Your goal
Rewrite the material below, substituting "receives one point" for every occurrence of "gets one point" and leaving all other text unchanged.

Given information
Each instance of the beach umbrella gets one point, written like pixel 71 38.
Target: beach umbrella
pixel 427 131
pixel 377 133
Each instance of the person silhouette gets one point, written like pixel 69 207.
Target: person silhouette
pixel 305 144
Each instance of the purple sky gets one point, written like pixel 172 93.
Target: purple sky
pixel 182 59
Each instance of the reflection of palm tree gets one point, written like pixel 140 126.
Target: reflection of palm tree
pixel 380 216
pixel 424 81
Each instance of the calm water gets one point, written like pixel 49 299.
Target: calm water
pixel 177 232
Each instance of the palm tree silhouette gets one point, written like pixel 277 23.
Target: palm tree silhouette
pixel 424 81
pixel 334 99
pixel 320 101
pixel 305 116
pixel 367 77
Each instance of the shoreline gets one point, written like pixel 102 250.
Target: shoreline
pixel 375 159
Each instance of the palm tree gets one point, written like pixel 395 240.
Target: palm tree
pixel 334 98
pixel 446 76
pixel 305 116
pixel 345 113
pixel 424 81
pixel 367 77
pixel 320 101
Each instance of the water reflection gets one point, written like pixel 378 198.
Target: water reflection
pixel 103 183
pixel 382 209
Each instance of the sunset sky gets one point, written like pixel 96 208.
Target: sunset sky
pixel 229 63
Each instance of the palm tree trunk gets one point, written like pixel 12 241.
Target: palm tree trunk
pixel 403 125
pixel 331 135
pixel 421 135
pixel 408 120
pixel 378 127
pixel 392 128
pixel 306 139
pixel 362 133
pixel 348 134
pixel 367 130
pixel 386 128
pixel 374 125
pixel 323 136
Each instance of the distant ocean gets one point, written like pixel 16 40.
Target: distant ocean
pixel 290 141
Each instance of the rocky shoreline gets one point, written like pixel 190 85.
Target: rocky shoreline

Reply to the exercise
Each instance of the beach umbrella receives one point, written like pixel 71 38.
Target: beach umbrella
pixel 427 131
pixel 377 133
Each instance of the person silhouette receives one point, written like pixel 69 207.
Target: person silhouette
pixel 305 144
Each instance of the purple sky receives one point, written like pixel 172 93.
Target: purple sky
pixel 182 59
Each instance of the reflection of palm tree receives one point, written like pixel 140 126.
Target: reflection of palm tree
pixel 380 216
pixel 424 81
Each instance of the calm water receives one point, written like pixel 49 299.
Target: calm water
pixel 177 232
Each instance of the palm tree silhouette receives one point, written like pixel 277 23.
Target: palm tree silhouette
pixel 424 81
pixel 334 99
pixel 320 101
pixel 305 116
pixel 367 77
Each instance of the shoreline receives one point, written like pixel 102 250.
Target: shoreline
pixel 375 159
Each instance of the palm tree receives one point, written like pixel 395 240.
Target: palm tree
pixel 334 98
pixel 446 76
pixel 305 116
pixel 345 113
pixel 424 81
pixel 367 77
pixel 320 101
Each instance of the water reflection receives one point, written like pixel 378 198.
Target: water reflection
pixel 103 183
pixel 382 209
Each instance of the sunset sky receives one point, written like pixel 96 208.
Target: sunset sky
pixel 229 63
Each instance of the palm tree trunk receives one point, written like pixel 12 241.
Target: palm tree trunk
pixel 403 125
pixel 331 135
pixel 421 135
pixel 408 120
pixel 378 127
pixel 392 128
pixel 306 139
pixel 362 133
pixel 348 134
pixel 367 130
pixel 386 128
pixel 374 125
pixel 323 136
Each instance of the distant ocean receives one point, written like pixel 16 40.
Target: distant ocean
pixel 290 141
Each instance of the rocky shoreline receives one point, written like pixel 190 85.
Target: rocky shoreline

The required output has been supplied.